Görevler:
1. Avrupa'da toplumsal birliktelik yazısında "Raporda en başarılı" ile "geçer not alamadı." arasındaki bölümü, bu ifadeler de dahil olmak üzere aynen yeniden yazın.
2. Avrupa'da toplumsal birliktelik yazısını iki cümleyle özetleyin.
3. Avrupa'da toplumsal birliktelik yazısını kaldığı yerden sürdürün.

Okuma parçası:
──────────────────────────────
İçeriğe geçmek için "Enter"a basın

Avrupa ‘azınlık’ dersinde sınıfta kaldı

Seyit Arslan
Alman Bertelsmann Vakfı’nca yapılan ‘Toplumsal Birliktelik Radarı’ başlıklı araştırma, birçok ülkeye azınlıklar konusunda dersler veren Avrupa’da ana toplum ile göçmenler arasında ciddi sorunlar yaşandığını ortaya koydu. Avrupa’da 5 milyon Anadolu insanı yaşıyor. Almanya, Avusturya, Belçika ve Hollanda gibi ülkelerde sık sık entegrasyon tartışmalarının merkezine oturtulan insanımız, uyum sağlamadığı gerekçesiyle özellikle sağ siyasetçiler tarafından yoğun bir şekilde eleştiriliyor. Kısa süre önce yayınlanan bir araştırma, birçok Avrupa ülkesinin toplumsal birlikteliği sağlamada sınıfta kaldığını gösteriyor.

Alman Bertelsmann Vakfı’nca yapılan ‘Toplumsal Birliktelik Radarı’ başlıklı araştırma, birçok ülkeye azınlıklar konusunda dersler veren Avrupa’da göçmenlerin ana toplumla ciddi sorunlar yaşadığını ortaya koydu. Daha önce yapılmış 12 uluslararası araştırmanın ikincil değerlendirilmesi olarak hazırlanan rapora göre, Avrupa’nın yoğun göçmen barındıran ülkelerinin çözmeleri gereken önemli bir entegrasyon süreci mevcut.
Raporda en başarılı ülkeler sıralamasında ilk dört sırayı İskandinav ülkeleri alırken; onları Yeni Zelanda, Avustralya, Kanada ve ABD takip ediyor. Türk göçmenlerin yoğun yaşadığı Almanya, Fransa ve Belçika  birçok konuda geçer not alamadı.
Toplumsal birlikteliğin ‘Belli bir bölgede birlikte yaşayan grupların birlikte yaşama kalitesi’ olarak tanımlandığı raporda, uyumlu bir toplumun taşınabilir esnek sosyal ilişkiler, olumlu manada duygusal birliktelik ve ortak hislerle hareket etme kabiliyetlerine sahip olması gerektiğine işaret edildi. Toplumsal birliktelik raporunda, özellikle eşit gelir dağılımı konusunda başarılı olan ülkeler, sıralamalarda üst basamaklarda yer aldı.
Almanya’da gidişat kötü
Modern toplumların ‘benzerlikler üzerinden gelişen bir dayanışma’ üzerinde gelişmemesi gerektiği ifade edilen raporda, ‘Bunun yerine farklılıklar ve karşılıklı mecburiyetlere dayanan bir dayanışma var olmalıdır’ tespitine yer verildi. Heterojen demografik yapıya sahip ülkelerdeki azınlıkların durumuna işaret eden raporda “Çoğunluğun birlikteliğinin sağlanması, azınlıkların dışlanması ile elde edilemez.” ifadeleri kullanılıyor.
──────────────────────────────
Nesne konumu etiketleme verileri:
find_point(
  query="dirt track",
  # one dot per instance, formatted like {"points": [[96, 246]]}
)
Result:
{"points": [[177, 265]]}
──────────────────────────────
Alıştırma sonuçları:
1.
Raporda en başarılı ülkeler sıralamasında ilk dört sırayı İskandinav ülkeleri alırken; onları Yeni Zelanda, Avustralya, Kanada ve ABD takip ediyor. Türk göçmenlerin yoğun yaşadığı Almanya, Fransa ve Belçika  birçok konuda geçer not alamadı.

2. Bertelsmann Vakfı'nın "Toplumsal Birliktelik Radarı" araştırması, Avrupa'da göçmenlerle ana toplum arasında ciddi sorunlar yaşandığını ve yoğun göçmen barındıran ülkelerin çözmesi gereken önemli bir entegrasyon süreci bulunduğunu ortaya koydu. Raporda ilk dört sırayı İskandinav ülkeleri aldı, Türk göçmenlerin yoğun yaşadığı Almanya, Fransa ve Belçika ise birçok konuda geçer not alamadı.

3.
‘Sosyal İlişkiler’, ‘Bağlılık’, ‘Birlikte Hareket Etme’ üst başlıklarında derecelendirilen ve 2009-2012 yıllarını kapsayan araştırmada Türkiye kökenli göçmenlerin yoğun yaşadığı ülkelerden İsviçre 9, Hollanda 11, Avusturya 13, Almanya 14, Fransa 16, Belçika ise 18. sırada yer aldı. Listenin son üç sırasını Bulgaristan, Yunanistan ve Romanya oluşturdu.
Değerlendirmede orta sıralarda yer alan Hollanda, Almanya ve İngiltere, ‘Kendini toplumun bir parçası olarak hissetme’ olarak tanımlanan ‘Özdeşleştirme’ başlığında en kötü notu aldı. ‘Sosyal adalet’ ve ‘Kamu kurumlarına güven’ gibi başlıklarda tam not alan Hollanda’nın tek kırık notu ‘Özdeşleştirme’ oldu. Türkiye’yi son dönemde insan hakları konusunda yoğun bir şekilde eleştiren Almanya’da son 20 yılın fotoğrafı çekildiğinde ilginç bir resim ortaya çıkıyor. Ülkede farklılıkların kabulü konusunda 2003’ten itibaren ciddi bir geriye gidiş yaşandığı görülüyor.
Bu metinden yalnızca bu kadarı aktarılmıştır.